[Opening DOCUMENT PASSAGE section]

The regulator laid out the guidance on payment deferrals as part of its expectations for how customers of general insurance and pure protection contracts are treated during the crisis.
These include measures such as re-assessing the risk profile of the consumer, considering other products and potentially revising the cover, and waiving any cancellation and change fees.
The FCA is accelerating its consultation on this and the guidance will come into force by 13 May.
The payment deferral would allow policyholders to maintain cover without making payments or being considered in arrears.
Mortgage Solutions revealed last month that LV= was the first protection insurer to publicly allow such a payment holiday for its customers.
In its guidance, the FCA said: “Where a customer wishes to receive a payment deferral, a firm should grant it unless the firm determines (acting reasonably) that it is obviously not in the customer’s interests to do so.
“We expect that the payment deferral period, which can be rolling, should be granted for a minimum of one month and up to three months.
“Customers should be able to request a payment deferral at any point after the guidance comes into force for a period of three months.”

[Closing DOCUMENT PASSAGE section]
[Opening ENTRIES PROVIDED section]

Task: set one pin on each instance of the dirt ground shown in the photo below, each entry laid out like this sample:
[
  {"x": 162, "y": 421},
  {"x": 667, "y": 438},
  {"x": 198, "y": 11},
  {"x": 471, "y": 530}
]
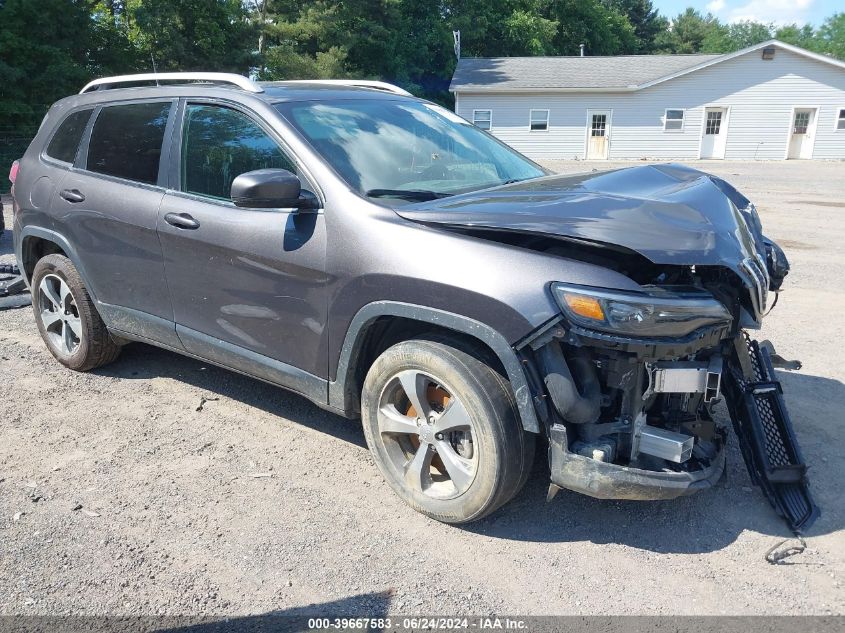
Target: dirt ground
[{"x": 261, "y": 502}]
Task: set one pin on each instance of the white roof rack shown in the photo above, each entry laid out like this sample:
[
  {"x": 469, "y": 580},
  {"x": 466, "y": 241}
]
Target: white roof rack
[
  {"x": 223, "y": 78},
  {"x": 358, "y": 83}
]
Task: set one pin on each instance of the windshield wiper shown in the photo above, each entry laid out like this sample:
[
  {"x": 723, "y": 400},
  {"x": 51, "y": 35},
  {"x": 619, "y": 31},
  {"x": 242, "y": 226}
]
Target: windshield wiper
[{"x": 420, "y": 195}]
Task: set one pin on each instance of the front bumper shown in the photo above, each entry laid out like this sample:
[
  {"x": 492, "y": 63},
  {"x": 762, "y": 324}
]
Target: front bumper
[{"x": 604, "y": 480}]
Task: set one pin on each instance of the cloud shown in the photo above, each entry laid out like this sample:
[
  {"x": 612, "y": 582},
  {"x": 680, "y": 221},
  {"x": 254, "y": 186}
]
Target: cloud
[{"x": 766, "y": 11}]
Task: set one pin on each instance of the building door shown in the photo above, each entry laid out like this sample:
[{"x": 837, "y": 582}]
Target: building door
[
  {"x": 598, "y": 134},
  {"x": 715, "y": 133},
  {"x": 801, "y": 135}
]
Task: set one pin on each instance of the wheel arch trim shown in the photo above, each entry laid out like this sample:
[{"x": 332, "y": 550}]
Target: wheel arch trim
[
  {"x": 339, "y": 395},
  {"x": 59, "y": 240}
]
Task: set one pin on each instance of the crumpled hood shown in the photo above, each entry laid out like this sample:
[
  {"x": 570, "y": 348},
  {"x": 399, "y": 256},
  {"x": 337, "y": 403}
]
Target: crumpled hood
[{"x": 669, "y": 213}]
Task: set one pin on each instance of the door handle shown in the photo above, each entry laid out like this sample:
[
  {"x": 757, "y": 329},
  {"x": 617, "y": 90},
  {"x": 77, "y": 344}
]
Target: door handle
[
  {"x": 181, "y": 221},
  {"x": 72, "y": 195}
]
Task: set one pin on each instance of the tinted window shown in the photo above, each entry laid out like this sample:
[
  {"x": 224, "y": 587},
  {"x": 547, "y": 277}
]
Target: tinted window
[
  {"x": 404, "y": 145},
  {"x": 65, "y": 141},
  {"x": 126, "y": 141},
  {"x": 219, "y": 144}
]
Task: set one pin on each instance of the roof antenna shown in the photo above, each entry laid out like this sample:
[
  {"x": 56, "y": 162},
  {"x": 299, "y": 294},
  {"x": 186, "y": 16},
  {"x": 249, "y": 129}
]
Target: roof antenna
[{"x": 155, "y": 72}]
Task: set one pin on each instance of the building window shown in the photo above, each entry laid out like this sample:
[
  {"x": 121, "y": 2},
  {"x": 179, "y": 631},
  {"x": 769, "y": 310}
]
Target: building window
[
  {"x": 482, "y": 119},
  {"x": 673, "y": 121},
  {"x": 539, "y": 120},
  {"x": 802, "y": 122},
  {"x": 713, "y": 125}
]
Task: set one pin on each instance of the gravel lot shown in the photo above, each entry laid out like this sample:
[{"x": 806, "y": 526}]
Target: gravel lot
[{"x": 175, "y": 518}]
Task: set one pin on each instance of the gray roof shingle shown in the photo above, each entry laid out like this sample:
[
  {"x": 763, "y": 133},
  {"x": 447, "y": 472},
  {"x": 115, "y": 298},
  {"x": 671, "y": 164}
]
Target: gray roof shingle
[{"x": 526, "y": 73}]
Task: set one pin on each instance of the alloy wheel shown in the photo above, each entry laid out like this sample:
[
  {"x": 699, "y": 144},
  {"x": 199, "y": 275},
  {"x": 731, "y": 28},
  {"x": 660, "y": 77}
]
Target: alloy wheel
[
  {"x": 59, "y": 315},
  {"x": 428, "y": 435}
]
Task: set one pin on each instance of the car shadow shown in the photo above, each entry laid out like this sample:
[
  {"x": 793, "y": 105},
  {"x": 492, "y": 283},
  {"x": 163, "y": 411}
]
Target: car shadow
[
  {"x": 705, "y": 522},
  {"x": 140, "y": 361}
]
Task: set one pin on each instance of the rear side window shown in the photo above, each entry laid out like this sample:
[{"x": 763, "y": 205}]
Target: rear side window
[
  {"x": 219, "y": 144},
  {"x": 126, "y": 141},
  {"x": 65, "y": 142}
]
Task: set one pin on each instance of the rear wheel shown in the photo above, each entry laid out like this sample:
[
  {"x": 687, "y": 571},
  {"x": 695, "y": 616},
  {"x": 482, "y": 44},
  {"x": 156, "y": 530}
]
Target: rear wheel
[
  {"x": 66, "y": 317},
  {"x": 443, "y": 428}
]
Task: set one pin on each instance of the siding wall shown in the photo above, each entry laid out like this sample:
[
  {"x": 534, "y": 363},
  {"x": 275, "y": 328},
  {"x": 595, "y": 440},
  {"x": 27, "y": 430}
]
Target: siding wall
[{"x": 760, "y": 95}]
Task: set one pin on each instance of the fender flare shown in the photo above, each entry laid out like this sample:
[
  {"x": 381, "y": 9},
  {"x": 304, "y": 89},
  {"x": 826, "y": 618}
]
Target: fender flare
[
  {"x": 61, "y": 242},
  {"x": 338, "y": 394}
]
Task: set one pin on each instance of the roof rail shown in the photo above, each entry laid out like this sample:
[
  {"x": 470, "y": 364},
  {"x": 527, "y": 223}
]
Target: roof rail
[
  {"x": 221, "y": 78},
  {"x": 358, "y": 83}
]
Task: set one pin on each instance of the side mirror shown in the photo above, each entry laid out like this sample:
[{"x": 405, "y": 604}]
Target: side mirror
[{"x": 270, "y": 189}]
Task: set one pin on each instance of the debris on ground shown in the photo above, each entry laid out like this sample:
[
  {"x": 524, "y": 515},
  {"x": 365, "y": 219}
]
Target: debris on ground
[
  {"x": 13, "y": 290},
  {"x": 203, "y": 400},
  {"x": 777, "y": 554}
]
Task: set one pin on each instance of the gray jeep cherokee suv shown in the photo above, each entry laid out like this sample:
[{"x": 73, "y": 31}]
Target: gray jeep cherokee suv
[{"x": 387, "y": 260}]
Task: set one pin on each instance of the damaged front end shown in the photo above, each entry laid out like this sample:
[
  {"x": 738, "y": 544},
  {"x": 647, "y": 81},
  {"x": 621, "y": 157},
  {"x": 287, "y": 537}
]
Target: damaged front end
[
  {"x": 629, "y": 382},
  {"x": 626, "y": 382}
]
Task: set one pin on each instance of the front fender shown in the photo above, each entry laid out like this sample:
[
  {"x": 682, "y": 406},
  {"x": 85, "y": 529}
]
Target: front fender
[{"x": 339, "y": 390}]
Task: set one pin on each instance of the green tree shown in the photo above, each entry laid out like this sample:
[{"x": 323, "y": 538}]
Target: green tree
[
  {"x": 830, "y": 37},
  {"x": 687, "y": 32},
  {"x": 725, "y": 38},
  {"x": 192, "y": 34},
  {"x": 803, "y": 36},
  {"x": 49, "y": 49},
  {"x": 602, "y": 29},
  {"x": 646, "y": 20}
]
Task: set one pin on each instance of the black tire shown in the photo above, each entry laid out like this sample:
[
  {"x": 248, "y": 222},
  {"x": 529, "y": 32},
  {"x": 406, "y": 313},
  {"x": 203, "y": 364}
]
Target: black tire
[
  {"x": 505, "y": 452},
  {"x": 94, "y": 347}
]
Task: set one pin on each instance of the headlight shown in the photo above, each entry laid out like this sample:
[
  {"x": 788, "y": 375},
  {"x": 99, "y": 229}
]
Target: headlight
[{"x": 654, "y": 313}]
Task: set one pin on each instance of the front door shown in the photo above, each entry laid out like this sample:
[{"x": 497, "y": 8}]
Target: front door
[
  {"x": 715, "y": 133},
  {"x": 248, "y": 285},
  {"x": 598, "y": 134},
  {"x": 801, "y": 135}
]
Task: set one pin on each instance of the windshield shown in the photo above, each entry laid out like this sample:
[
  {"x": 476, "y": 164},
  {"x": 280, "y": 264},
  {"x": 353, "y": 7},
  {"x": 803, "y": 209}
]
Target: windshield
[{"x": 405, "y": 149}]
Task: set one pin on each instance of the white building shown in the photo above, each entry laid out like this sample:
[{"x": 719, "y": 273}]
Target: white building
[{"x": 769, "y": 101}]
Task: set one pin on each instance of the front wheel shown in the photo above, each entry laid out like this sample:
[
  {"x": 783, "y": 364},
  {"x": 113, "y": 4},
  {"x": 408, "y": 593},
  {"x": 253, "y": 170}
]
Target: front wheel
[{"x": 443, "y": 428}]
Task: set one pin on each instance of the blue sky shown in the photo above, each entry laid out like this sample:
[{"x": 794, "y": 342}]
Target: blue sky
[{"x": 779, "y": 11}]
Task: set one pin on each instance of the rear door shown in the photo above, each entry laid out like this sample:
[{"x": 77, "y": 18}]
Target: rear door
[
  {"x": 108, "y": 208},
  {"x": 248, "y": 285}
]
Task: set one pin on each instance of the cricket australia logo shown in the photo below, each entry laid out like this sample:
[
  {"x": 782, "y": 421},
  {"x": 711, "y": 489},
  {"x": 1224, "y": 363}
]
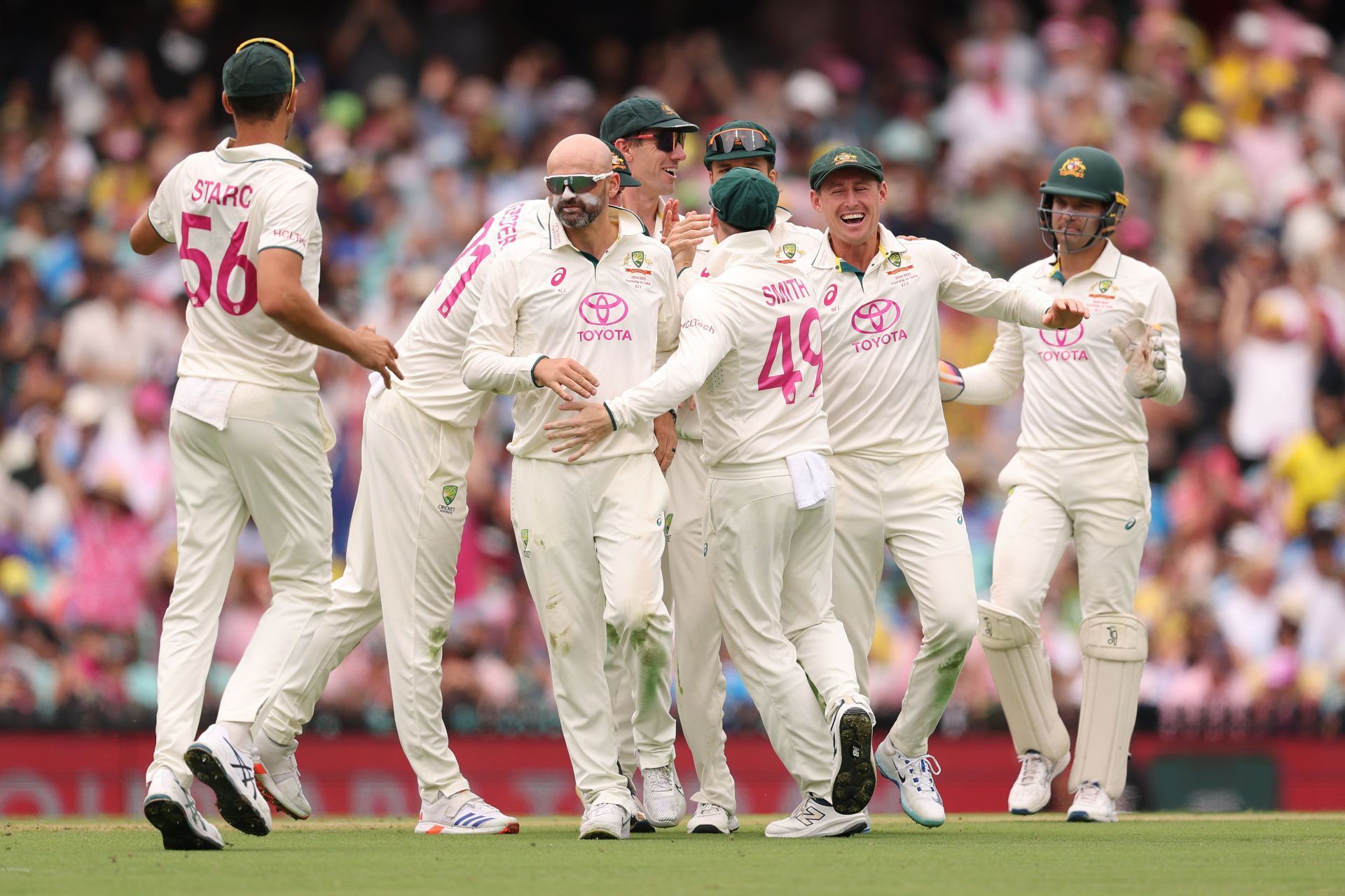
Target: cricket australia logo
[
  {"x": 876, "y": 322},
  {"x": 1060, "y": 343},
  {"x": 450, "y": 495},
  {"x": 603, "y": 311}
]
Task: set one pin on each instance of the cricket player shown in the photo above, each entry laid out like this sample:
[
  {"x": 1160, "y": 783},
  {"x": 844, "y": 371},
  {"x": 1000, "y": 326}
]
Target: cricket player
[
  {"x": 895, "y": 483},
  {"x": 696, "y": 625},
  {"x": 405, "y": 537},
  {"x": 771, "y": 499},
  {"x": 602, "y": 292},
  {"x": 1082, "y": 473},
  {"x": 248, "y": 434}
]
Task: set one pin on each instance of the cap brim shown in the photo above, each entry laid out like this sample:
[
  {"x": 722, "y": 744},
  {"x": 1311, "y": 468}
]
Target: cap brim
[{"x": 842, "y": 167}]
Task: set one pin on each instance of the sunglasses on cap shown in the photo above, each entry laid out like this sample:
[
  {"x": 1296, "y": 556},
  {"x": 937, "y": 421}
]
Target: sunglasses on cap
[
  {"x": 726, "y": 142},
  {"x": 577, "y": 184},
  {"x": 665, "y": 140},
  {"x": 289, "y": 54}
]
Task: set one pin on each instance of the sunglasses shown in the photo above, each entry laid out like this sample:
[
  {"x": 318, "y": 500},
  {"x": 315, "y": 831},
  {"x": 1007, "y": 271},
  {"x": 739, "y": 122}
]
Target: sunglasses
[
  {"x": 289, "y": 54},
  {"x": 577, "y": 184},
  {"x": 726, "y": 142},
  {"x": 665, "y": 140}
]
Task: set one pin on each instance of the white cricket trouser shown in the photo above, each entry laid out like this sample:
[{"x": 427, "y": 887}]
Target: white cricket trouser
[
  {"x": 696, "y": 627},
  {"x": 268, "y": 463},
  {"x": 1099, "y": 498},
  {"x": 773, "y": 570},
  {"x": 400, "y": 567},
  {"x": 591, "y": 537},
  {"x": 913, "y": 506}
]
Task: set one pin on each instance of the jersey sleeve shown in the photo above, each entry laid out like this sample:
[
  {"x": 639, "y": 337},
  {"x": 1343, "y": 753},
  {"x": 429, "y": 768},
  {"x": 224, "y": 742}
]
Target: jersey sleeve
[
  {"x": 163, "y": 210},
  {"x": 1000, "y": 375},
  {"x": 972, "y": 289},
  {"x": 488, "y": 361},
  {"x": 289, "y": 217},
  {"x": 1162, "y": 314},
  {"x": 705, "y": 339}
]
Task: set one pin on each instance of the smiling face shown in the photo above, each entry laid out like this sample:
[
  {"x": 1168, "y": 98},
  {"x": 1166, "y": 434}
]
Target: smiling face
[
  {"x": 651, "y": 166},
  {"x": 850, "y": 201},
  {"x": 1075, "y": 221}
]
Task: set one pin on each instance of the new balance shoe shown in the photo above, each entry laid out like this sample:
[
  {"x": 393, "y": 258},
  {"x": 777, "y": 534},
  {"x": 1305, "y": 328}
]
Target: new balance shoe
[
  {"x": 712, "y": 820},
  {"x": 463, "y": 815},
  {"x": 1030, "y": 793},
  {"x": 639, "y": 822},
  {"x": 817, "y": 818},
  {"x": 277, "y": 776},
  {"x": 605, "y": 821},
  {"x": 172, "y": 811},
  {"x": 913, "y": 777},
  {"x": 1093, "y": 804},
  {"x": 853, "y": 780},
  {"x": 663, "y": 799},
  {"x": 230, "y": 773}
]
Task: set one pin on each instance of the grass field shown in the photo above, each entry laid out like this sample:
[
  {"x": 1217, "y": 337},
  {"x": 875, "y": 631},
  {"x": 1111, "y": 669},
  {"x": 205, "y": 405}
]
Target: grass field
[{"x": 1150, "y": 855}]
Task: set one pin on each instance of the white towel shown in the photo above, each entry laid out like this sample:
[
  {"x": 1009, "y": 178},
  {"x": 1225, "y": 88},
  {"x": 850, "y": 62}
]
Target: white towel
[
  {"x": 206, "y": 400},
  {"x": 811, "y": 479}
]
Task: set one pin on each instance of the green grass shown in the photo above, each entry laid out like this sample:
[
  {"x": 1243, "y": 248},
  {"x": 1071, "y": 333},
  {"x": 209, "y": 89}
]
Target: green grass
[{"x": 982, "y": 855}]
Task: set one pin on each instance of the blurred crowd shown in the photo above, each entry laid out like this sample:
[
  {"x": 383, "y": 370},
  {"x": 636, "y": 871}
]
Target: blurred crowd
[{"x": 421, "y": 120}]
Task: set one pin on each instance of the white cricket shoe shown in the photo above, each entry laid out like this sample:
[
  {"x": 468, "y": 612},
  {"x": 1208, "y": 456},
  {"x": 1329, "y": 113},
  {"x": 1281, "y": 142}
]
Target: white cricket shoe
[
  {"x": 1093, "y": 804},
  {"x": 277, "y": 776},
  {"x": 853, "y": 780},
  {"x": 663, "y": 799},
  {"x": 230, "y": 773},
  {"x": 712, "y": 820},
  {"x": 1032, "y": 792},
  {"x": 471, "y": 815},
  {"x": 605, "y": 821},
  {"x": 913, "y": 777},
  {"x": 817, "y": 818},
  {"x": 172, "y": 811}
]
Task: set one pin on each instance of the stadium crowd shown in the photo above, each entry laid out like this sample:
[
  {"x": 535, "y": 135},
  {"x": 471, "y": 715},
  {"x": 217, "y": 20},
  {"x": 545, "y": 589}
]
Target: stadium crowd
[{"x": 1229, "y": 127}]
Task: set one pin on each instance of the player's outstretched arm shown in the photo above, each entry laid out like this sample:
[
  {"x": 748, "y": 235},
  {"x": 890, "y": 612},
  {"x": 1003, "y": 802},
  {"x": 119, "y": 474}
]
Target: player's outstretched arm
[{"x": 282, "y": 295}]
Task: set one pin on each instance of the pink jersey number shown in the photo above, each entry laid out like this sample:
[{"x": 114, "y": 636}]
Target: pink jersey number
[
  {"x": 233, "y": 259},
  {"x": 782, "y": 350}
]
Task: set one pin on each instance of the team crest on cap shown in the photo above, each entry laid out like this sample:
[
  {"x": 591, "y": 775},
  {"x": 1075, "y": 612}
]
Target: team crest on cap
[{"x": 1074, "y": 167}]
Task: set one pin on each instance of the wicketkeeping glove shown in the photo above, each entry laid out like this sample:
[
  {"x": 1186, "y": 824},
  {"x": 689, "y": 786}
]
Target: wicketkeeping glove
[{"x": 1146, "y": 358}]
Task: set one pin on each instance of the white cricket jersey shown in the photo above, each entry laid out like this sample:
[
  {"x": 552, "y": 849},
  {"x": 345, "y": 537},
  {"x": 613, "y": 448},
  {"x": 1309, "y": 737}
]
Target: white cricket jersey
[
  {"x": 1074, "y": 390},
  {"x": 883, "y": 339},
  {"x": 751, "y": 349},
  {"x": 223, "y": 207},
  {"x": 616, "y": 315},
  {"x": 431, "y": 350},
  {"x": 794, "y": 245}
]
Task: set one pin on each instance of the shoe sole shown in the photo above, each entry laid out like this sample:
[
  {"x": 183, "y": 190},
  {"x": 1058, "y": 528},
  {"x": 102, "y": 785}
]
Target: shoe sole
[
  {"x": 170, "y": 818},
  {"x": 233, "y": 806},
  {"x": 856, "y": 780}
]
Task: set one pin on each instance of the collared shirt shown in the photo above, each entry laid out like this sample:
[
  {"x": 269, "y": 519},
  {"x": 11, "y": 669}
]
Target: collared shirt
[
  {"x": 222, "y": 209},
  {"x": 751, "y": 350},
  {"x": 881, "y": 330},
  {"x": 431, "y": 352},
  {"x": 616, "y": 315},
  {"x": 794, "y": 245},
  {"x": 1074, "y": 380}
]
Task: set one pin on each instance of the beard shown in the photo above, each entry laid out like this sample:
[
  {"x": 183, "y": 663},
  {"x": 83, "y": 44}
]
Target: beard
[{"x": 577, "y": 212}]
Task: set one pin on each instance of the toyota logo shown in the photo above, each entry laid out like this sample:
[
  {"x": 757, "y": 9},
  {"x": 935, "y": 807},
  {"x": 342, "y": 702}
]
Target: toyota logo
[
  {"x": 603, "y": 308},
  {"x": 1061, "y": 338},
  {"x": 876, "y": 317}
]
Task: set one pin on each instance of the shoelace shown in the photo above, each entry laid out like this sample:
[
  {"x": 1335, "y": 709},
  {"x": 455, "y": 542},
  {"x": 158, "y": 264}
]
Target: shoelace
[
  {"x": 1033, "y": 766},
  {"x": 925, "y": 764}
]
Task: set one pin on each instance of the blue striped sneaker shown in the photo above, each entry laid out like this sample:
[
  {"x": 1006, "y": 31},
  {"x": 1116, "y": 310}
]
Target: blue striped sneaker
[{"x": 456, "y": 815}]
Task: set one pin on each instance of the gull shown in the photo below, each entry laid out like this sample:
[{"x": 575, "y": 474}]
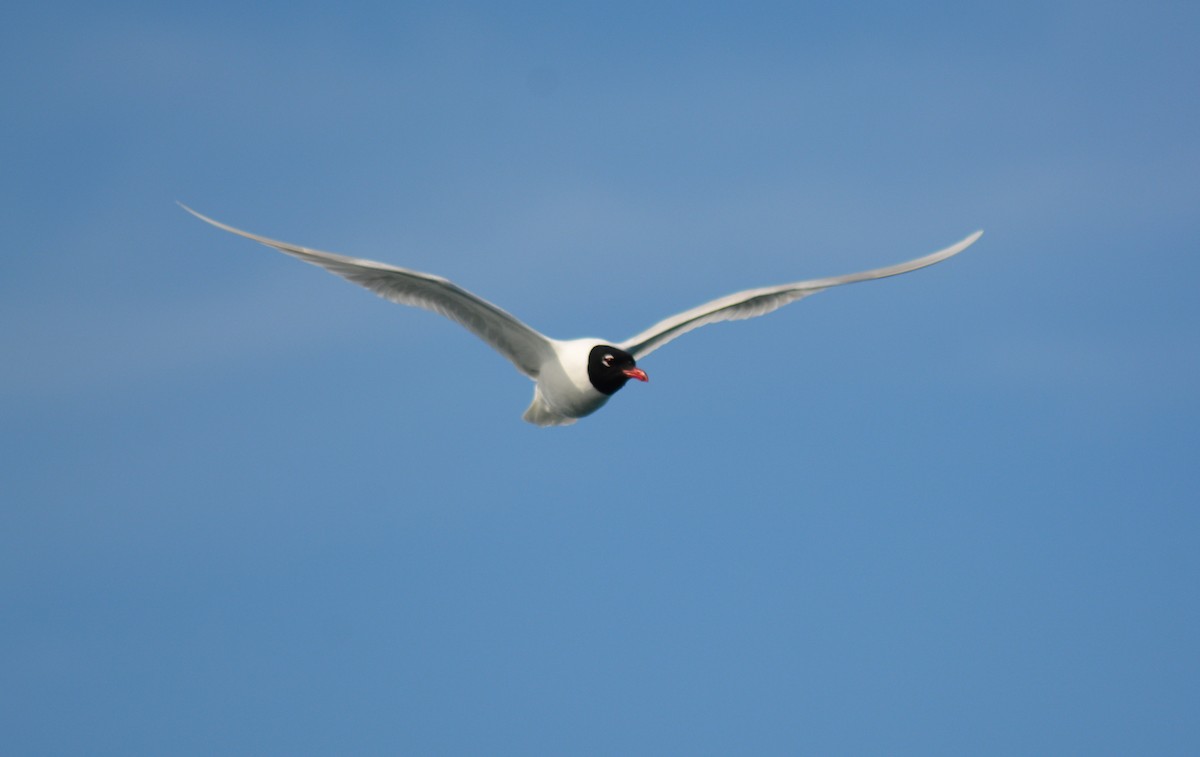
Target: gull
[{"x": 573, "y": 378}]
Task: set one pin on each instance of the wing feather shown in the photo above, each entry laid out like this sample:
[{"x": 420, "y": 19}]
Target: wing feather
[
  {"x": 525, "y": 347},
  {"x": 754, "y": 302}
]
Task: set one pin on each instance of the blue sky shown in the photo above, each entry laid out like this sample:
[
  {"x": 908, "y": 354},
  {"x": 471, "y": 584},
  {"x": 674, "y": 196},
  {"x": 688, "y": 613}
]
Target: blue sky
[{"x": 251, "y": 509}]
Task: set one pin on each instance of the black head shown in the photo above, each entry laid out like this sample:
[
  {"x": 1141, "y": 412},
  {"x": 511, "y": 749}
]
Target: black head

[Closing ENTRIES PROVIDED section]

**PROBLEMS TO WORK ON**.
- a) Answer each question using the FCA payment deferral passage.
(i) By what date will the guidance come into force?
(ii) Which protection insurer was the first to publicly allow a payment holiday for its customers?
(iii) For what minimum and maximum periods should the payment deferral be granted?
- b) List every measure that the FCA payment deferral passage names as part of the regulator's expectations for how customers are treated.
- c) Carry on the FCA payment deferral passage from the point where it stops.

**EXPECTED OUTPUTS**.
- a)
(i) By 13 May.
(ii) LV=.
(iii) A minimum of one month and up to three months.

- b)
- Re-assessing the risk profile of the consumer
- Considering other products and potentially revising the cover
- Waiving any cancellation and change fees

- c)
The regulator added that there is no expectation under this guidance that the firm enquires with customers to determine if the request is connected with coronavirus.
No charges or fees
The FCA emphasised that it did not expect a customer to be liable to pay any charge or fee in connection with the granting of a payment deferral under this guidance.
And where a payment deferral has been granted it would not expect anyone such as a broker or debt collector acting under recourse arrangements to seek payment from the customer until the payment deferral period has ended.
Missed payments without deferral being agreed due to firms’ operational difficulties should not result in a worsening of customer credit profiles and any issues as a result should be corrected by working with credit reference agencies.
Firms should also ensure no default or arrears charges are levied in relation to payments missed in these circumstances.
Where a payment deferral is not considered appropriate, firms should without unreasonable delay, offer other ways to provide temporary relief, and these can be more favourable.
The FCA also suggested insurers should be re-assessing the risk profile of the consumer as some customers will have a risk profile that has changed because of coronavirus.
“For example, some motor insurance customers might not be using their vehicle at all or might no longer be using it for business purposes, and customers could potentially be offered materially lower premiums,” it said.
And firms should consider whether there are other products they can offer which would better meet the customer’s needs and revise the cover accordingly.
“It might be that a customer has revised their demands and needs as a consequence of coronavirus,” the FCA continued.
“For example, a motor insurance customer might no longer need associated add on cover such as legal expense insurance, key cover or other products, or a business may not need certain cover for a period of time.”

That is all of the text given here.